= Data for processing =
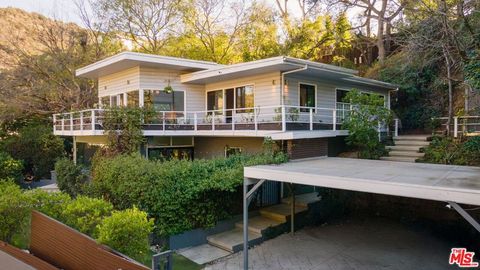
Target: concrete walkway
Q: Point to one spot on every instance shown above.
(369, 244)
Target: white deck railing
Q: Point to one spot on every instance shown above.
(464, 125)
(272, 118)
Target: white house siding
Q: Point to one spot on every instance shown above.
(119, 82)
(266, 87)
(157, 79)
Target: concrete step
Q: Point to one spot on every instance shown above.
(232, 241)
(401, 159)
(412, 143)
(413, 137)
(404, 148)
(258, 224)
(280, 212)
(303, 199)
(412, 154)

= Problem to solve =
Copy out, character for character, every line of the items from the one containing "Target: white house siding" through the last line above, with both of those lines included.

= Exercise answer =
Target: white house siding
Q: Point to one spot on every instance shown above.
(119, 82)
(266, 87)
(157, 79)
Target: concrete step
Q: Point to one spot on every instance shown above.
(232, 241)
(401, 159)
(412, 143)
(413, 137)
(404, 148)
(258, 224)
(280, 212)
(303, 199)
(412, 154)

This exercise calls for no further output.